* start DATA SECTION *

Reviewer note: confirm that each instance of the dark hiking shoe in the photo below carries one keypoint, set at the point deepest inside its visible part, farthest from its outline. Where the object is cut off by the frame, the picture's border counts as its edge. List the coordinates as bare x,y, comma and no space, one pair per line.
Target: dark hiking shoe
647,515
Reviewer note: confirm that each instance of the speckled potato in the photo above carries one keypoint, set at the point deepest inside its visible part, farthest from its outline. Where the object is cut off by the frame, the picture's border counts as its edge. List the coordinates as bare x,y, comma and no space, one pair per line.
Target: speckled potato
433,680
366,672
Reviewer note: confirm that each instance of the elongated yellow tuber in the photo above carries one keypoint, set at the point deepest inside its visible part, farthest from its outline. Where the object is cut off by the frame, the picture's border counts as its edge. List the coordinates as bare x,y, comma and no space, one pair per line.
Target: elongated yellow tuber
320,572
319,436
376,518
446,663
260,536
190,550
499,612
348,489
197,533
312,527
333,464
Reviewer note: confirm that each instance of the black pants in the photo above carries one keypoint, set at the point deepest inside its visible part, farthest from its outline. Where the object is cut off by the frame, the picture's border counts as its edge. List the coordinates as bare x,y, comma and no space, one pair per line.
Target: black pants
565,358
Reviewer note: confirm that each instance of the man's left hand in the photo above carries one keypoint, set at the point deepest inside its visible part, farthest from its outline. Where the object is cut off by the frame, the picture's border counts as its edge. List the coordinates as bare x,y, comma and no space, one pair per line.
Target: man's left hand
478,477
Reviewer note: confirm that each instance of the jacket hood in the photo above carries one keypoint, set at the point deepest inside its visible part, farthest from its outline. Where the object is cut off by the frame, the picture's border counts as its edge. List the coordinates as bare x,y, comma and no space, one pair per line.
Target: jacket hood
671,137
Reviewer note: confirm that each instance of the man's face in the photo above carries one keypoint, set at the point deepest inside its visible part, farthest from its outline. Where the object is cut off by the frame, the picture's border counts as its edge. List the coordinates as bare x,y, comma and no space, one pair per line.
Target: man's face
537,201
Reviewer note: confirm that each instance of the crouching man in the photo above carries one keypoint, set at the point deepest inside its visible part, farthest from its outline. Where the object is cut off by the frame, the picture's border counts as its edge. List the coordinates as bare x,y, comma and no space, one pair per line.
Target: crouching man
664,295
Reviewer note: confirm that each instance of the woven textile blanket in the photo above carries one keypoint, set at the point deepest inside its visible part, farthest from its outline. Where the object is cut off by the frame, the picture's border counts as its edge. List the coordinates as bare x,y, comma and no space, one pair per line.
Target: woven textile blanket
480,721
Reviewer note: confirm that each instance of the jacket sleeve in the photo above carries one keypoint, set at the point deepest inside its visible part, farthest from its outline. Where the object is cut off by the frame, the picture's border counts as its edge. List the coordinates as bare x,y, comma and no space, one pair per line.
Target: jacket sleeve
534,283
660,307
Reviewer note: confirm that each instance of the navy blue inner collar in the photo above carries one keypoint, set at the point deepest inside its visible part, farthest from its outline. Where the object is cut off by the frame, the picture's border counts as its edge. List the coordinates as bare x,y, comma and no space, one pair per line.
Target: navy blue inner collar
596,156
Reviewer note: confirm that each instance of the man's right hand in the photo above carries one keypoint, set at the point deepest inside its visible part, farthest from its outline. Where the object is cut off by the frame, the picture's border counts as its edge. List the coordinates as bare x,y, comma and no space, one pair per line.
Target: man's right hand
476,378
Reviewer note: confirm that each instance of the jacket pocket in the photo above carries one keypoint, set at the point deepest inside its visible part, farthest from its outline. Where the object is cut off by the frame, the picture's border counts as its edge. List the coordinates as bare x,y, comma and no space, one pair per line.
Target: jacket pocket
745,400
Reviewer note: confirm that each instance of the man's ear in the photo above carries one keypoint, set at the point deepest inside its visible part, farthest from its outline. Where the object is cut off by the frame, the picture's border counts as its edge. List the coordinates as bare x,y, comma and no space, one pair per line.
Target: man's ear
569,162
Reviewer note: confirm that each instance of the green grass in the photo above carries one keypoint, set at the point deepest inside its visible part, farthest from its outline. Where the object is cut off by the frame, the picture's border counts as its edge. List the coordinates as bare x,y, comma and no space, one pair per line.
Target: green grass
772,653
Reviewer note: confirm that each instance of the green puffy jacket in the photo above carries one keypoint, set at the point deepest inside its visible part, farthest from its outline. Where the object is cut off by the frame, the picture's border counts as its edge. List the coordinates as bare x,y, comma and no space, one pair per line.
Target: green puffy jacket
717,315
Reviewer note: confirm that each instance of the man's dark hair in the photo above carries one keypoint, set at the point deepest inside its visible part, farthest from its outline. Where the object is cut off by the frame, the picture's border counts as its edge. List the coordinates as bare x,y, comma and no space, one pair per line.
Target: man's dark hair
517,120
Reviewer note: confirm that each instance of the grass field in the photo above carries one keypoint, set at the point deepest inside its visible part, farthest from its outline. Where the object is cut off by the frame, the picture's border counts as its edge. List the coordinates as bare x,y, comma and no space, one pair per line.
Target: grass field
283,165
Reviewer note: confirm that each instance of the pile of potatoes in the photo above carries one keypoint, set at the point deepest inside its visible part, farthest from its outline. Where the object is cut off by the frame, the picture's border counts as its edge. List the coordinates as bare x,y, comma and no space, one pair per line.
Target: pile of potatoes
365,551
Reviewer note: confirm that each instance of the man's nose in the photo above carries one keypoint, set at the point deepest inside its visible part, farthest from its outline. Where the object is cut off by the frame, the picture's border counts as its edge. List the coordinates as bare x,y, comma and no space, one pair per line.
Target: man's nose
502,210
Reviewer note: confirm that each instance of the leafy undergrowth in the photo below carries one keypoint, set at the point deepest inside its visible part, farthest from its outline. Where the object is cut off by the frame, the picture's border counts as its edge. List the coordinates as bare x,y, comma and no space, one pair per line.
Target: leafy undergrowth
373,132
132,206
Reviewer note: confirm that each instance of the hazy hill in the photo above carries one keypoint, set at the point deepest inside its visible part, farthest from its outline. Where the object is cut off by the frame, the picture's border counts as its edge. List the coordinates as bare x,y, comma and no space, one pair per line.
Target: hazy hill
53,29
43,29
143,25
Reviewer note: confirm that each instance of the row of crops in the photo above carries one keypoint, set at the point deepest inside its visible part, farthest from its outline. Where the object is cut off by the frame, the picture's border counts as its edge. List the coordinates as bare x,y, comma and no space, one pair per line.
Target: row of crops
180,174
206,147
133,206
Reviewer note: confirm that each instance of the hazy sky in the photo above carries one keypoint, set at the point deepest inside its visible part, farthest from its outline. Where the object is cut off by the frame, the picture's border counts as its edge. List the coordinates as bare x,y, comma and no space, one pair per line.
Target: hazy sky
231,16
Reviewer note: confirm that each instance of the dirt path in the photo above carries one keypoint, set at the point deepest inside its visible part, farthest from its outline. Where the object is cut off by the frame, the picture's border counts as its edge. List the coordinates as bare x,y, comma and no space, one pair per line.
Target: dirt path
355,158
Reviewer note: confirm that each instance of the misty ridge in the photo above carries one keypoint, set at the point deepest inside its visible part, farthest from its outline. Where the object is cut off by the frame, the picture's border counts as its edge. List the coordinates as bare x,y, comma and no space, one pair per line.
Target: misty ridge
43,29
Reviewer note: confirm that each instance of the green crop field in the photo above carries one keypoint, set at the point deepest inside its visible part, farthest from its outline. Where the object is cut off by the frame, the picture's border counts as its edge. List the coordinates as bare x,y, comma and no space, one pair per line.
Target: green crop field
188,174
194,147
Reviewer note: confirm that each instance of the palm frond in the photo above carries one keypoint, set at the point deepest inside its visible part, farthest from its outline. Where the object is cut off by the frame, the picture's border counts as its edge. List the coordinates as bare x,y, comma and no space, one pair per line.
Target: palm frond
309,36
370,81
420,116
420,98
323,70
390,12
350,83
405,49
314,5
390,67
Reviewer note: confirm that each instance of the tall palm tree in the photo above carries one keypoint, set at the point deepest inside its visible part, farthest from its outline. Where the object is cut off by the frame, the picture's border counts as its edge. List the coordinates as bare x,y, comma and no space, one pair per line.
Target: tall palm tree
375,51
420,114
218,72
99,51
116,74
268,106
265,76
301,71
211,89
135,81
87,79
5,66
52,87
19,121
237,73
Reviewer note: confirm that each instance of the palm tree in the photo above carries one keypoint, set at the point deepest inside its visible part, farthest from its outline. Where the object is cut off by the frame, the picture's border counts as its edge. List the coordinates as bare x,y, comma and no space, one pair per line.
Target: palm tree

* end DATA SECTION *

▶ _STATED GOAL_
Repeat exactly the lines starting at the line with "Reviewer note: confirm that each instance of the green crop" and ending with the final line of the entries. Include nothing else.

▶ _COMPLETE RESPONSE_
Reviewer note: confirm that each instance of the green crop field in the photo above carries one keypoint, set at the point deepest inside its visible part, farthest from its outline. Where the object is cut off by the frame, the picture's border counts as its edge. List the coordinates as bare x,y, comma and no space, one pair per line.
Target: green crop field
188,174
194,147
Reviewer note: confirm that each instance of the palm frond in the photo above carries one keypoint, set at the point deepest inside its visible part, farthest from its outline. Where the object is cut off by the frame, the picture's border counts as its edge. List the coordinates as bare x,y, comma and no space, one pair per line.
Target: palm frond
309,36
370,81
420,116
420,98
323,70
390,12
350,83
405,49
314,5
390,67
Reviewer note: confirm that each instance of the tall palm tree in the photo above carries one keypoint, set at the point deepest inside its visible part, farthest from its outline. Where the object is cut off by the frame, the picture's border counts as its edge. List the coordinates as bare x,y, comma and no space, one pair per line.
Target: tall palm tree
375,51
420,114
218,72
99,51
116,74
268,106
265,76
301,71
211,89
135,81
87,79
5,66
52,87
19,121
237,73
Reviewer note: confirm that each instance of the palm tree in the photo above carries one keypoint, set at the point deepest inside its visible part, farthest from its outline. Where the object is cut off by the frame, the picture's border counts as its edge. List the coordinates as bare x,y, comma and no space, one pair per line.
Target: palm tree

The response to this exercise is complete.